Items from a data collection
# # #
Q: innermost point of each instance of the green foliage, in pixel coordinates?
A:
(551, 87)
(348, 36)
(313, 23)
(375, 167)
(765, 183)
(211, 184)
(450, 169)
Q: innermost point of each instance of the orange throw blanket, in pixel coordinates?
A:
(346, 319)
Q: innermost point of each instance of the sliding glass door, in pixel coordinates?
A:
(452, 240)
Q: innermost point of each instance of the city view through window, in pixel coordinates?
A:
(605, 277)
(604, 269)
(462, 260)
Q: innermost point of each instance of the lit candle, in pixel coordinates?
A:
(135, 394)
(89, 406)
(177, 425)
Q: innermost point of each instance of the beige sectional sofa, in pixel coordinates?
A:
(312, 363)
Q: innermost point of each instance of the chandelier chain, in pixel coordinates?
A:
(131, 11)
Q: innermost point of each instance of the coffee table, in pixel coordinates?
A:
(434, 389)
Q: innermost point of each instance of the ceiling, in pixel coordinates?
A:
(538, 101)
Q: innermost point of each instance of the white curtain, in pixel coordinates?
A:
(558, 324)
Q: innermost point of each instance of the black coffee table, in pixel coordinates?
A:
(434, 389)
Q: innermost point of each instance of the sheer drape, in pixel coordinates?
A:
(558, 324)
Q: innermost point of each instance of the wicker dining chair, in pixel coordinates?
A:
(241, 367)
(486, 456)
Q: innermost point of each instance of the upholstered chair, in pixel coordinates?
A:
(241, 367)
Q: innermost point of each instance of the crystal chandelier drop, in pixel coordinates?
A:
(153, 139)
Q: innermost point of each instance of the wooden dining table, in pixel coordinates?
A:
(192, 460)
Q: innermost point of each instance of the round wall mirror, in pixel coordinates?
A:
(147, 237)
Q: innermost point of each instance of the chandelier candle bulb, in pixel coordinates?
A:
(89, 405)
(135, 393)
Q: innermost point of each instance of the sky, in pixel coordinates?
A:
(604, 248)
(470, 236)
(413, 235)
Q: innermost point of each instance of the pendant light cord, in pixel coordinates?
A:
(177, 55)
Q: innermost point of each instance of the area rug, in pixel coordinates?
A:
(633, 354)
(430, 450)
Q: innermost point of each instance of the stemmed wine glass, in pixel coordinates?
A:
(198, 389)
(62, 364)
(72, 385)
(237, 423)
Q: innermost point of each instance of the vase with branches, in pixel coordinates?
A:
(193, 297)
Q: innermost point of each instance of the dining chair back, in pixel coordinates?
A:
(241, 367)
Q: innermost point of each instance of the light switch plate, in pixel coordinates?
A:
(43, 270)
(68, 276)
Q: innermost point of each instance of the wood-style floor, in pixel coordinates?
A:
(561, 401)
# # #
Reproduce every one of the items above line for line, changing nothing.

### Result for this exercise
Q: innermost point of each instance of the green foliage, in pixel coordinates?
A:
(551, 87)
(348, 36)
(313, 23)
(375, 167)
(765, 183)
(211, 184)
(450, 169)
Q: innermost point of each instance of the orange throw blanket, in pixel coordinates?
A:
(346, 319)
Q: innermost point of each instance of the sliding glass door, in pixel coordinates?
A:
(452, 240)
Q: innermost point of each instance of the city view through window, in pixel coordinates?
A:
(605, 277)
(604, 269)
(462, 260)
Q: innermost point of each instance of the lit candle, in pixel coordinates?
A:
(135, 394)
(89, 406)
(177, 425)
Q: innermost point of each instance of the beige sectional sofa, in pixel coordinates?
A:
(312, 363)
Q: innermost point of each instance of the chandelier chain, in pixel coordinates?
A:
(131, 11)
Q: innermost point of each instance of the coffee table, in pixel coordinates?
A:
(434, 389)
Q: innermost point of each instance of the ceiling, in pixel coordinates?
A:
(538, 101)
Q: innermost point of each instance of the white curtain, in pixel coordinates?
A:
(558, 324)
Q: innermost point of each instance of the black coffee table, in pixel coordinates?
A:
(434, 389)
Q: innermost point of each instance of the sheer drape, in pixel coordinates?
A:
(558, 324)
Q: innermost point of each instance of the wicker dining chair, in pixel coordinates?
A:
(241, 367)
(486, 456)
Q: innermost point of each instance of the upholstered chair, in pixel coordinates?
A:
(241, 367)
Q: innermost point of each instance of the crystal chandelier drop, in pixel coordinates?
A:
(153, 139)
Q: innermost point of each instance of the wooden dining table, in pixel coordinates?
A:
(192, 460)
Q: innermost point of each instance of the round wall mirror, in pixel coordinates?
A:
(147, 237)
Q: innermost point of each instance of the chandelier candle bulb, in pixel coordinates?
A:
(89, 405)
(135, 393)
Q: innermost point of each instance of the sky, in pixel coordinates?
A:
(604, 248)
(470, 236)
(413, 235)
Q: innermost point of each instance of the pendant light cord, in pixel coordinates?
A:
(177, 55)
Q: innermost point of each instance of the area rug, in pixel coordinates?
A:
(633, 354)
(430, 450)
Q: innermost point of each instance of the stemmed wine glass, in pixel coordinates?
A:
(198, 389)
(62, 364)
(72, 385)
(237, 423)
Q: innermost point of each instance of the vase with branches, in pixel coordinates?
A:
(193, 297)
Q: innermost point of each instance of the dining chair back, in pixel coordinates?
A:
(241, 367)
Q: innermost point of each instance of the light switch plate, in pixel coordinates?
A:
(43, 270)
(68, 276)
Q: innermost point of each instance of the wood-style floor, in pixel coordinates?
A:
(561, 401)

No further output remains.